**Problem to work on**. Write out the entries exactly, leaving out every picture.

START Dataset

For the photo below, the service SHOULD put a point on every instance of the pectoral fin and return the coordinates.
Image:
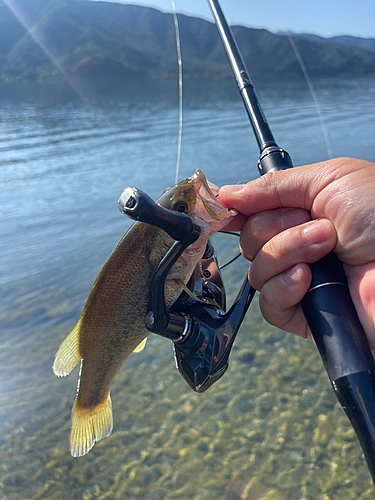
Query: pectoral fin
(90, 425)
(68, 356)
(141, 346)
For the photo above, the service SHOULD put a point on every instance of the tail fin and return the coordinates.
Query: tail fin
(90, 425)
(68, 356)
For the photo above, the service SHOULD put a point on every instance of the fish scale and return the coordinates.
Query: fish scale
(111, 325)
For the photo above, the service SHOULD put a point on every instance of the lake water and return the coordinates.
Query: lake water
(271, 428)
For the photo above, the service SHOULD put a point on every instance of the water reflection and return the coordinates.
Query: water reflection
(271, 428)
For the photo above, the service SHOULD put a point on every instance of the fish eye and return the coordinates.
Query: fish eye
(180, 206)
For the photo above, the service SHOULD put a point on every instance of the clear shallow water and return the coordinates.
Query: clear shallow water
(271, 428)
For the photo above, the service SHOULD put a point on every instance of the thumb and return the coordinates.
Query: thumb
(297, 187)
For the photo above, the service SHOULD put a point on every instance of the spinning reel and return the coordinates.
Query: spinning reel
(201, 331)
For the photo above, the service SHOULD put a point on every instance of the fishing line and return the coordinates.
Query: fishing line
(315, 99)
(179, 59)
(234, 258)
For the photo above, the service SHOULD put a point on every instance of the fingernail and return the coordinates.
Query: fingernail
(234, 188)
(316, 231)
(291, 218)
(292, 276)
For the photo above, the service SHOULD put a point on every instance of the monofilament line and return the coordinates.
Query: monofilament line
(179, 58)
(315, 99)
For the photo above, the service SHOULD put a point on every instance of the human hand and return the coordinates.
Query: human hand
(294, 217)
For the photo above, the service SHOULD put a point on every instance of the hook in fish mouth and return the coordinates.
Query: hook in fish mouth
(208, 194)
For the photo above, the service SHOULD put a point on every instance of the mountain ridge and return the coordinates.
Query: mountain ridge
(102, 41)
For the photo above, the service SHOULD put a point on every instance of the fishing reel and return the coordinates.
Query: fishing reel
(201, 331)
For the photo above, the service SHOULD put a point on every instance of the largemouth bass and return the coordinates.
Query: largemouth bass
(111, 325)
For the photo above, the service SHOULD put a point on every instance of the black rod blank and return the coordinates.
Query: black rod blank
(327, 306)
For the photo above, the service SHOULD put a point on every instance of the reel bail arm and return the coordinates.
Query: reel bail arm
(202, 333)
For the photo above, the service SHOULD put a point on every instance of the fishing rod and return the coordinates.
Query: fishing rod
(327, 305)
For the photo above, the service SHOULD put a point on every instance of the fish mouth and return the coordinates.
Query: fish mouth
(208, 205)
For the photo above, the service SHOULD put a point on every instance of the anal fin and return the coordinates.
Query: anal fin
(90, 425)
(68, 356)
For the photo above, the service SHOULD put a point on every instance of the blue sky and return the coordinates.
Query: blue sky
(322, 17)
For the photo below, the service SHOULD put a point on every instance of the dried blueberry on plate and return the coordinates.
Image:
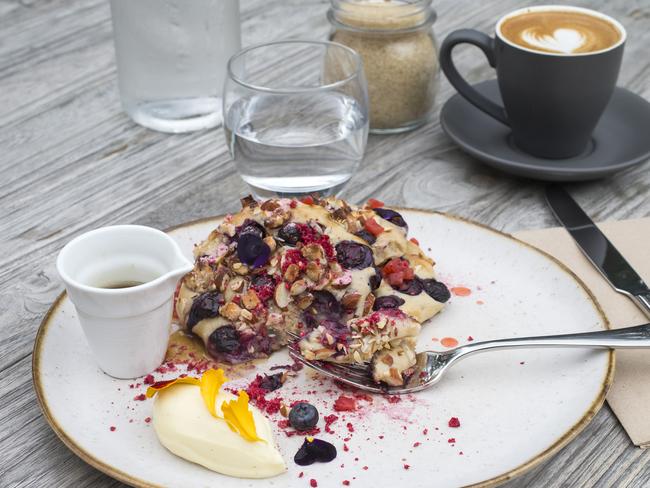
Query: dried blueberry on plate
(303, 416)
(271, 382)
(314, 450)
(252, 250)
(204, 306)
(436, 290)
(389, 301)
(392, 216)
(225, 339)
(352, 255)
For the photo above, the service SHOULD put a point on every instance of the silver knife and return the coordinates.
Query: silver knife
(593, 243)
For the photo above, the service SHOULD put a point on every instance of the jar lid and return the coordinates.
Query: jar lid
(382, 15)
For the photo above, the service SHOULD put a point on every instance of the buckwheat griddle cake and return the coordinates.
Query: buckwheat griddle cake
(346, 279)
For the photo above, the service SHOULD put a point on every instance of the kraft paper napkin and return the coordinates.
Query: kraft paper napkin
(629, 396)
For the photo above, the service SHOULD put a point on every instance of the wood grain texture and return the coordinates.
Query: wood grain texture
(71, 160)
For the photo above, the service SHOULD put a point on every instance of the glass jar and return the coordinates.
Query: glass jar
(396, 41)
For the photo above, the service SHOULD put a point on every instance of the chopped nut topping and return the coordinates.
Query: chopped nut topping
(305, 301)
(282, 297)
(246, 315)
(313, 252)
(298, 287)
(230, 311)
(240, 268)
(221, 278)
(395, 374)
(236, 284)
(248, 201)
(292, 272)
(277, 218)
(269, 205)
(227, 228)
(250, 299)
(351, 300)
(367, 306)
(314, 271)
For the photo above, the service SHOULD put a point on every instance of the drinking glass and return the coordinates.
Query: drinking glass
(296, 116)
(171, 59)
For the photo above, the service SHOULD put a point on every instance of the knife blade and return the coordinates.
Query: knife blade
(597, 248)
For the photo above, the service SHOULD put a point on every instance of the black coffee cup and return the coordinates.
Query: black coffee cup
(552, 102)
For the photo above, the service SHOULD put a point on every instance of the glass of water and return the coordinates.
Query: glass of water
(171, 59)
(296, 116)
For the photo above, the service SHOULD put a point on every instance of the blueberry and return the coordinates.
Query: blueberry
(352, 255)
(204, 306)
(366, 236)
(271, 382)
(303, 416)
(252, 250)
(314, 450)
(250, 227)
(290, 233)
(375, 280)
(392, 216)
(436, 290)
(389, 301)
(411, 287)
(225, 339)
(324, 306)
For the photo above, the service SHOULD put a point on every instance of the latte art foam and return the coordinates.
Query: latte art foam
(560, 32)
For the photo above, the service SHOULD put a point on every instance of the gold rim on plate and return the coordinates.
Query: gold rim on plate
(562, 441)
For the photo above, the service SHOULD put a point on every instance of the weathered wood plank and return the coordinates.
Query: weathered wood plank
(70, 160)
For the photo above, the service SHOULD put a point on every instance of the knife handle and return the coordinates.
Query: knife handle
(643, 302)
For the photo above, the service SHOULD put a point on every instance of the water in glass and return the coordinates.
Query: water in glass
(171, 59)
(298, 143)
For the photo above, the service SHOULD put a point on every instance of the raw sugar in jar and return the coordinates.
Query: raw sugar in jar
(399, 50)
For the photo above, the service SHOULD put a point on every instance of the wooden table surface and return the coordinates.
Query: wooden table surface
(71, 161)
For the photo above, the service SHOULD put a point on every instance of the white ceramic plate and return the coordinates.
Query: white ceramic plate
(516, 407)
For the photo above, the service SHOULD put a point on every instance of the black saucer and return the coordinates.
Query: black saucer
(620, 140)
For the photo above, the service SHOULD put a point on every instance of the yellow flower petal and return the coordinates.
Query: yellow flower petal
(211, 382)
(239, 417)
(161, 385)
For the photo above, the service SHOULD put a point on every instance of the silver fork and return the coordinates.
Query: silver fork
(432, 365)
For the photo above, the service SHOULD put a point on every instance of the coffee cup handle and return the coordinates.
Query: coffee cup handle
(486, 44)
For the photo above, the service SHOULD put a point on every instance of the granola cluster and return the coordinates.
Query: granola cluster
(345, 279)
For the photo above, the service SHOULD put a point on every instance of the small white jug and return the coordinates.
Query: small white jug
(121, 280)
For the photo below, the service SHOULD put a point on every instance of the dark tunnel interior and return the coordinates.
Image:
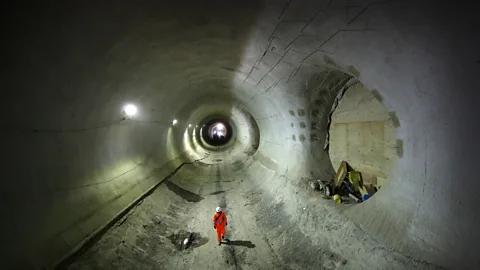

END Dataset

**Exercise solution**.
For the photo below, the service SHOULD put a point on every instance of the pectoral fin and return the coordinates.
Image:
Query: pectoral fin
(90, 425)
(68, 356)
(141, 346)
For the photo above, the service SHOULD put a point on every instance of the tail fin and return the coordinates.
Query: tail fin
(90, 425)
(68, 356)
For the photo above, the service SHOULD put a point on every instance of the fish scale and return the coordinates.
Query: fish scale
(111, 325)
For the photo above, the service SHOULD put a point on every instance of the lake water and return the coordinates.
Query: lake water
(271, 428)
For the photo above, the service SHOULD put a point on every instance of the water reflection and return the coordinates.
Query: water reflection
(271, 428)
For the photo above, the service SHOULD put a point on every instance of the fish eye and return the coordinates.
Query: fish eye
(180, 206)
For the photo above, the service SHOULD put a point on every instance of the clear shallow water and return the coordinates.
Query: clear shallow water
(271, 428)
For the photo above, the service SHOULD put a point on every instance of the thumb and return the coordinates.
Query: thumb
(297, 187)
For the photo above, the service SHOULD put a point on every instance of the spinning reel and return the coordinates.
Query: spinning reel
(201, 331)
For the photo above, the service SHOULD put a point on every instance of the fishing line and return the coordinates.
Query: fishing line
(315, 99)
(179, 59)
(234, 258)
For the photo above, the service SHOULD put a point on every instance of the fingernail and return the coordinates.
Query: fingernail
(234, 188)
(316, 231)
(291, 218)
(292, 276)
For the photo above, the service SHOULD put a point on every instance of the monofilament line and return the coordinates.
Query: monofilament line
(179, 58)
(315, 99)
For the photo above, the service SHOULD put a point on every instance of the human hand and return the coordinates.
Query: human hand
(294, 217)
For the photo above, the service SHOULD put a point on every instance of the hook in fish mouth and return the coordinates.
Query: hook in fish mouth
(208, 194)
For the photo above, the service SHOULD put a point on every instance of the mountain ridge and return the coordinates.
Query: mountain ridge
(102, 41)
For the photo above, the service SHOULD put a point on every instance of the fishing reel and return the coordinates.
Query: fishing reel
(201, 331)
For the photo above, the service SHOULD put a point on every instance of the largemouth bass and return the coordinates.
Query: largemouth bass
(111, 325)
For the photo above, the service SHOULD put a point on every instance of the black rod blank and return the coordinates.
Query: black rod blank
(327, 306)
For the photo above, the service SHOULD put a point on every instance of the reel bail arm and return the coordinates.
Query: reel bail arm
(202, 333)
For the photo above, the service SHOULD put a point on every instance of the fishing rod and return the coordinates.
Query: fishing rod
(327, 305)
For the photo above, the service SHOULD put a point on every instance of the fish mouth and return the coordinates.
Query: fish mouth
(208, 205)
For the photo above, the service SHOULD put a point on every instance of the anal fin and return the coordinates.
Query: anal fin
(90, 425)
(68, 356)
For the photo above, the service SHOULD put a point on every instance of the blue sky and return the coordinates.
Query: blue sky
(322, 17)
For the photo below, the service SHOULD put a point on every instance of the dried blueberry on plate and return the coordinates.
Image:
Query: dried blueberry on plate
(303, 416)
(271, 382)
(314, 450)
(252, 250)
(204, 306)
(436, 290)
(389, 301)
(392, 216)
(225, 339)
(352, 255)
For the photo above, the service SHOULD put a point on every instance of the silver knife and return the coordinates.
Query: silver knife
(593, 243)
For the photo above, the service SHOULD put a point on every instance of the jar lid and return the coordinates.
Query: jar lid
(382, 15)
For the photo above, the service SHOULD put a point on every instance of the buckwheat griddle cake and return the coordinates.
Query: buckwheat griddle cake
(346, 279)
For the photo above, the service SHOULD put a point on every instance of the kraft paper napkin and return the coordinates.
Query: kraft paper napkin
(629, 396)
For the photo above, the service SHOULD put a point on every instance of the wood grain texture and return the coordinates.
Query: wood grain texture
(71, 160)
For the photo above, the service SHOULD put a point on every instance of the glass jar and return the coordinates.
Query: glass jar
(396, 41)
For the photo above, the service SHOULD put a point on every instance of the chopped nut topping and return the coordinates.
Query: chopped nut topping
(305, 301)
(282, 297)
(246, 315)
(313, 252)
(298, 287)
(230, 311)
(240, 268)
(221, 278)
(395, 374)
(236, 284)
(248, 201)
(292, 272)
(277, 218)
(269, 205)
(227, 228)
(250, 299)
(351, 300)
(367, 306)
(314, 271)
For the photo above, the service SHOULD put a point on every instance of the drinking glass and return the coordinates.
Query: drinking glass
(296, 116)
(171, 59)
For the photo above, the service SHOULD put a point on every instance of the knife blade and return the coordinates.
Query: knife blade
(597, 248)
For the photo above, the service SHOULD put a point on every instance of the black coffee cup and return the coordinates.
Query: black coffee cup
(552, 102)
For the photo above, the service SHOULD put a point on every instance of the glass of water and return the coordinates.
Query: glass of water
(171, 59)
(296, 116)
For the photo above, the service SHOULD put a point on every instance of the blueberry and return the coordinates.
Query: blueberry
(352, 255)
(204, 306)
(366, 236)
(271, 382)
(303, 416)
(252, 250)
(314, 450)
(250, 227)
(290, 233)
(375, 280)
(392, 216)
(436, 290)
(389, 301)
(411, 287)
(225, 339)
(324, 306)
For the photo above, the service SHOULD put a point on every instance of the latte art foam and return the coordinates.
Query: latte art foam
(560, 32)
For the photo above, the service SHOULD put a point on every instance of the gold rim on plate and return the coordinates.
Query: gold rim on plate
(562, 441)
For the photo above, the service SHOULD put a point on every instance of the weathered wood plank and return the coordinates.
Query: weathered wood plank
(70, 160)
For the photo above, the service SHOULD put a point on every instance of the knife handle and return the coordinates.
Query: knife handle
(643, 302)
For the photo above, the service SHOULD put a point on every instance of the water in glass and return the coordinates.
Query: water in glass
(171, 59)
(298, 143)
For the photo above, the service SHOULD put a point on every instance of the raw sugar in jar and return the coordinates.
Query: raw sugar in jar
(399, 50)
For the photo above, the service SHOULD put a point on every instance of the wooden table surface and return the coordinates.
Query: wooden table surface
(71, 161)
For the photo above, the service SHOULD put a point on every instance of the white ceramic plate and return the coordinates.
Query: white ceramic plate
(516, 407)
For the photo above, the service SHOULD put a point on every instance of the black saucer and return the coordinates.
Query: black saucer
(620, 140)
For the photo above, the service SHOULD put a point on every instance of the yellow flower petal and return the coordinates.
Query: yellow flower petal
(211, 382)
(239, 417)
(161, 385)
For the photo above, the service SHOULD put a point on every instance of the silver fork and return the coordinates.
Query: silver fork
(432, 365)
For the photo above, the service SHOULD put a point on every instance of the coffee cup handle and return the coordinates.
Query: coffee cup handle
(486, 44)
For the photo above, the service SHOULD put a point on every instance of the granola cluster and return the coordinates.
Query: granola cluster
(345, 279)
For the photo above, the service SHOULD put a point on every instance of the small white jug and return the coordinates.
Query: small white jug
(121, 280)
For the photo below, the service SHOULD put a point on every instance of the dark tunnel interior and return the coordinates.
Image:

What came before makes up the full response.